Development of Fault Detector with Acoustic Emission Discrimination for Mechanical Motors

Abstract

The autonomous fault diagnosis of mechanical systems is crucial to addressing smart manufacturing product issues. In this article, we propose intelligent diagnosis and prediction technologies based on acoustic emission (AE) for mechanical motors. The integration of practical technologies, such as acoustic analysis, artificial intelligence (AI), edge computing (EC), electromagnetics, communication, and other theory-based subjects, is convenient for achieving flexible changes made in response to the edge operation trend. The proposed model, developed using acoustic information links with machine learning (ML) platforms to collect acoustic information via feature extraction (FE), is novel in that it can detect system health and prevent system failures. It can inspire innovative design concepts once the above model is combined with the EC migration module. In addition, in this paper, we discuss the embedded system in smart manufacturing applications, including AE, to establish an ML framework that is trained using audio emission data. The valuable results from the proposed algorithm experiments show that the audio judgment accuracy rate can be above 90%. At the current stage, the metric accuracy and precision of mechanical motor discrimination can reach 93.5% and 0.97, respectively. In this paper, we present an analytical method for performing motor axis misalignment judgment based on tiny machine learning (TinyML) techniques, which will enable the IoT field to move toward smart energy savings.

**Available data:**
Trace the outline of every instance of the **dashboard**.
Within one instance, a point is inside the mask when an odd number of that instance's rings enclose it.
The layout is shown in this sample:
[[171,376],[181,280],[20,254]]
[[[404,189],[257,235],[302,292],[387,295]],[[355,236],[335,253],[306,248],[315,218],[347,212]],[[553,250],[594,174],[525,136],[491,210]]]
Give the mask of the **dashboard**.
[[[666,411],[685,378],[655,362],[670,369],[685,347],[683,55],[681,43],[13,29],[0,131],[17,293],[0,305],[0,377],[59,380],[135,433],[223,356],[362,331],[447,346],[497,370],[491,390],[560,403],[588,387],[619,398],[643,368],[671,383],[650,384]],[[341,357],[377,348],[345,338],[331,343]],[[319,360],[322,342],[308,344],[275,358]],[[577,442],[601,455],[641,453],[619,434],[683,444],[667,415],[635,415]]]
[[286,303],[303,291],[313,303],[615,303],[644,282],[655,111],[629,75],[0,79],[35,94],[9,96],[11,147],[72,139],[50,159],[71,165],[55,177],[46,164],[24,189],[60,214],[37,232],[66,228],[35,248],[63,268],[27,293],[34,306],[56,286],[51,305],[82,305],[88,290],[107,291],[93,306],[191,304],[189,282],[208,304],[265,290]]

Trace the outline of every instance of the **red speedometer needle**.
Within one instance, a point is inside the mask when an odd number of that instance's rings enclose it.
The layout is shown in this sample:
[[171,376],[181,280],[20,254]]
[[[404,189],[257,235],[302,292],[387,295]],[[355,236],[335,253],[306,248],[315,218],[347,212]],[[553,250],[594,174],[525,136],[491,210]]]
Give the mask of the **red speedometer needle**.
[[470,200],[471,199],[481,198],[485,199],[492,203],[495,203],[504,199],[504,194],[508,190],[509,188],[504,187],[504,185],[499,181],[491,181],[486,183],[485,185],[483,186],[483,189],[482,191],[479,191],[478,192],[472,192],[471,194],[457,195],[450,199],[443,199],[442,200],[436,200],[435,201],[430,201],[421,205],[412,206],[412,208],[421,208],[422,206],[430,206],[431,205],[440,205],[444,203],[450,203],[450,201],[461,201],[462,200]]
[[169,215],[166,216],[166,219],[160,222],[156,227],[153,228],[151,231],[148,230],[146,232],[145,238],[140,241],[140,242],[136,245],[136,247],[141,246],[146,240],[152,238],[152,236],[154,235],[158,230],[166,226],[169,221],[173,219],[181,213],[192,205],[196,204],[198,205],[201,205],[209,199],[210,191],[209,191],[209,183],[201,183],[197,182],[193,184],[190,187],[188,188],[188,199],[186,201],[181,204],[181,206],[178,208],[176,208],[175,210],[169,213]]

**Exercise:**
Please answer these questions from the abstract, one per line, numbered to match:
1. What does AE stand for?
2. What accuracy and precision can mechanical motor discrimination currently reach?
3. What judgment does the presented analytical method perform, and on what techniques is it based?
The records have nothing to do with the abstract.

**Response box:**
1. Acoustic emission.
2. An accuracy of 93.5% and a precision of 0.97.
3. Motor axis misalignment judgment, based on tiny machine learning (TinyML) techniques.